■ Problem to solve ■
From the bike-accident blog post, return the stretch from "The JCMC ER" through "about the tendon.", copied word for word.

■ Selected text ■
□ □ □

Since May 30, Saturday, because of a bike accident, I’ve been to two emergency rooms, the first via ambulance in Jersey City, and the second in Manhattan via PATH and taxi, and have made office visits to two Manhattan doctors, one to my personal physician who referred me to a podiatrist, who told me I really needed to see an orthopedic specialist. He told me to rush to NYU’s orthopedics emergency room where a NYU orthopedics ER doc told me what I suspected when I was in the Jersey City Medical Center but couldn’t get anyone there to take serious my concerns: My Achilles tendon was mangled, to what degree she couldn’t determine because the NYUÂ MRI folks had left at 7 p.m.
She put this whale of a temporary cast (I’m exaggerating slightly for effect though it’s heavily unpleasant) on my right leg, told me she was referring me to an orthopedic specialist and had inferred, earlier, that she wasn’t impressed with the ankle wrap that the podiatrist had put on the right leg. He, of course, had conveyed there in his examining room that he wasn’t impressed with the ankle wrap that the Jersey City Medical Center ER room had put on the leg.
The JCMC ER staff had seemed nonchalant about my concerns that the real problem was with my Achilles Tendon. They told me – I have this in writing – that I had either experience a bad sprain or had torn a ligament. I couldn’t get anyone there to take seriously my suspicion that my A-T had been damaged. I hadn’t even been able to convince the ambulance EMTs that the problem was with the tendon. The foot had swelling but I could wiggle my toes (a little) and could turn my ankle (a little) and they seemed more concerned with the blood coming from scrapes and wounds on my right leg rather than my expressed concerns, done repeatedly, about the tendon.
Why did I suspect tendon damage? Â Well, at the scene of the accident on Montgomery Street, after my bicycle hit an obstruction, and I had gone over the handlebars, I stood up after several seconds, discovering that my left foot felt numb and that it was poorly responsive. That is, I could wiggle my toes a tiny bit and I could turn the ankle a tiny bit but movement was severely restricted. I sat down immediately, and ran my fingers up the Achilles Tendon of my left leg, feeling how solid and straight it was; my fingers checking the right leg discovered a mushy gap between the heel and the back of the ankle. No tendon there, though there was pain to the touch.
Uh oh.
So, where is this blog going? The original plan was to tell a story, drawing on other experiences I’ve had in hospitals and emergency rooms in order to create something that would benefit others, perhaps provide knowledge so that when the unreality seized others, they would at least have information they could use for their benefit, such as this: Never go to an emergency room alone. Or, once there, call for backup.
Journalists should tell stories to make the world better, such as me trying to provide something that can be useful, for example, to my students when they encounter the wry, the ugly, the strange, the unreal. The Fourth Estate is being rocked by radical change, and I believe – I, of course, am not the only with such beliefs and there are others who can express these senitments more eloquently than I am here – that the Internet and blogging and all the others new media tools available or on the horizon can raise the personal experience to higher notches so that people don’t have to hope a news organization or a journalist will take an interest telling their stories. They can tell their own and, of course, cause something positive to happen by their telling.

□ □ □

■ Record extracts ■
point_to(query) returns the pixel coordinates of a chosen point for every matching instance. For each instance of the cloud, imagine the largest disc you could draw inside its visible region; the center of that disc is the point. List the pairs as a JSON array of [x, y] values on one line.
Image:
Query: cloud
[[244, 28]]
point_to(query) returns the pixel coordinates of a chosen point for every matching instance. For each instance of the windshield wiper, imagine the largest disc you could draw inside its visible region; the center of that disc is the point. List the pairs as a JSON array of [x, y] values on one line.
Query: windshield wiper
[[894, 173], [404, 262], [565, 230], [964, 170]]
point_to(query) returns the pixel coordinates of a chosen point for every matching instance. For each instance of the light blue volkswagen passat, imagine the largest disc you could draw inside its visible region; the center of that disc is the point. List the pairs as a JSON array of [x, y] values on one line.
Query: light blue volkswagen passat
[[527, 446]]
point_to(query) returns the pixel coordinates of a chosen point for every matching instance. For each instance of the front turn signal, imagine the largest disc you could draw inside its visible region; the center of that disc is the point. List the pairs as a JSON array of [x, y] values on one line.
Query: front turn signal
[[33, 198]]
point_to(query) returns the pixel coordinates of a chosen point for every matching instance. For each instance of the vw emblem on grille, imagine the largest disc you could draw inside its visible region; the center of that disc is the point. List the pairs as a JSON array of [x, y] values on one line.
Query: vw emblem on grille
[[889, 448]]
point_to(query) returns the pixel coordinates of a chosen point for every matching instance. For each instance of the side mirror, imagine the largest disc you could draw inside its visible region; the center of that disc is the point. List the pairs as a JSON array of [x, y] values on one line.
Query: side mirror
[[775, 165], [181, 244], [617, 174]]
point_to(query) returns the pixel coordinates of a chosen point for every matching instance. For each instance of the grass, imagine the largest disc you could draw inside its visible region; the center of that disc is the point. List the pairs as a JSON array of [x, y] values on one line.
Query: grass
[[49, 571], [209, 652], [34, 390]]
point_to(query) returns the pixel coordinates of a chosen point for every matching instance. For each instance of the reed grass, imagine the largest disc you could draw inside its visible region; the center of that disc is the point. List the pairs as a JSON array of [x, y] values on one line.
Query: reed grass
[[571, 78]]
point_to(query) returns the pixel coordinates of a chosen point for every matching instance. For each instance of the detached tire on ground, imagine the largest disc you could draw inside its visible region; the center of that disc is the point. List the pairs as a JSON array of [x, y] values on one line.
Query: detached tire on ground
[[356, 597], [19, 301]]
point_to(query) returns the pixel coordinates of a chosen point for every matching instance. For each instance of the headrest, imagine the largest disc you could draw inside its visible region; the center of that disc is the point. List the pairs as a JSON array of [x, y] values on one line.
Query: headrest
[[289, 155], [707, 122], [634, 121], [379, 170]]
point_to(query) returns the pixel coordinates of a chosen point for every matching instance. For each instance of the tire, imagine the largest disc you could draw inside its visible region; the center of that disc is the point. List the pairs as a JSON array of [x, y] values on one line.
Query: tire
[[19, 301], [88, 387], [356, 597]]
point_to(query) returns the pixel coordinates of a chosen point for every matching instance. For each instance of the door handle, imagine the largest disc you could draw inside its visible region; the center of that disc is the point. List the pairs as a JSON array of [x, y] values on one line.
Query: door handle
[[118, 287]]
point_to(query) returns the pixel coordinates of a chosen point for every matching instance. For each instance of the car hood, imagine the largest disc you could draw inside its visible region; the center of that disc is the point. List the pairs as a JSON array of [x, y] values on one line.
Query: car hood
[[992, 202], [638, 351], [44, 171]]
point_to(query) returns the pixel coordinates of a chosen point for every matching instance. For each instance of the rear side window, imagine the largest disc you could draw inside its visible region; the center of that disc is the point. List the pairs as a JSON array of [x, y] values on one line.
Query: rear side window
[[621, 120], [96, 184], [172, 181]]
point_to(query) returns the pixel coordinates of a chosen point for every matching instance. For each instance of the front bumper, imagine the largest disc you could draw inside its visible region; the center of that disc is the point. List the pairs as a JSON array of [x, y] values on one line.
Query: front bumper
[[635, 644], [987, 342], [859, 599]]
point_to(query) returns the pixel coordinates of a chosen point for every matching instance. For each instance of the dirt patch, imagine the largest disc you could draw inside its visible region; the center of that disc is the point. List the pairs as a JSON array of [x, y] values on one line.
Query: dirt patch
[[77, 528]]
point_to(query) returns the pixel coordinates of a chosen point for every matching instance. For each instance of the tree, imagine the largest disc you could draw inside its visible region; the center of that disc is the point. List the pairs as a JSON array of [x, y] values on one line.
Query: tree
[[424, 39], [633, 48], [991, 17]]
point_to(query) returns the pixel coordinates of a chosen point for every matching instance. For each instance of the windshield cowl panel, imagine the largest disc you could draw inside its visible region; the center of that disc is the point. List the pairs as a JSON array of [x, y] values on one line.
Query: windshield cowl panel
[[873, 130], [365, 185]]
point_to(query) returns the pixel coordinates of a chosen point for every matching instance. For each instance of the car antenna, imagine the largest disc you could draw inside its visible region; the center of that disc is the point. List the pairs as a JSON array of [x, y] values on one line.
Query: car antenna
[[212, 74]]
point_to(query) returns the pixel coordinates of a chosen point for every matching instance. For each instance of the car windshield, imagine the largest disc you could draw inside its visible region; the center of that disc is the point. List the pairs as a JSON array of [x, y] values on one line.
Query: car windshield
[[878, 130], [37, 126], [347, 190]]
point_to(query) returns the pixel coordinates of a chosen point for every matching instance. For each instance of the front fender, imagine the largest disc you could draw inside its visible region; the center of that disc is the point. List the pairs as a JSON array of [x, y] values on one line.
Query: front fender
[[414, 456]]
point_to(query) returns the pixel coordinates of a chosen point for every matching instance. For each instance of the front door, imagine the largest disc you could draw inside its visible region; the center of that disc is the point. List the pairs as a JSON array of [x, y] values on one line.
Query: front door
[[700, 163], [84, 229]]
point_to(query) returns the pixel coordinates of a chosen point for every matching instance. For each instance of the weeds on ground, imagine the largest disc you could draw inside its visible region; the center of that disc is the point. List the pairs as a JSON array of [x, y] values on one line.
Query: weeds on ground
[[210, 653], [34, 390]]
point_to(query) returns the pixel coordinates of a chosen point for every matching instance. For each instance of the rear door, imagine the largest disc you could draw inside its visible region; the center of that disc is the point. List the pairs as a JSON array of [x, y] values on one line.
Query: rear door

□ □ □

■ Response to this exercise ■
The JCMC ER staff had seemed nonchalant about my concerns that the real problem was with my Achilles Tendon. They told me – I have this in writing – that I had either experience a bad sprain or had torn a ligament. I couldn’t get anyone there to take seriously my suspicion that my A-T had been damaged. I hadn’t even been able to convince the ambulance EMTs that the problem was with the tendon. The foot had swelling but I could wiggle my toes (a little) and could turn my ankle (a little) and they seemed more concerned with the blood coming from scrapes and wounds on my right leg rather than my expressed concerns, done repeatedly, about the tendon.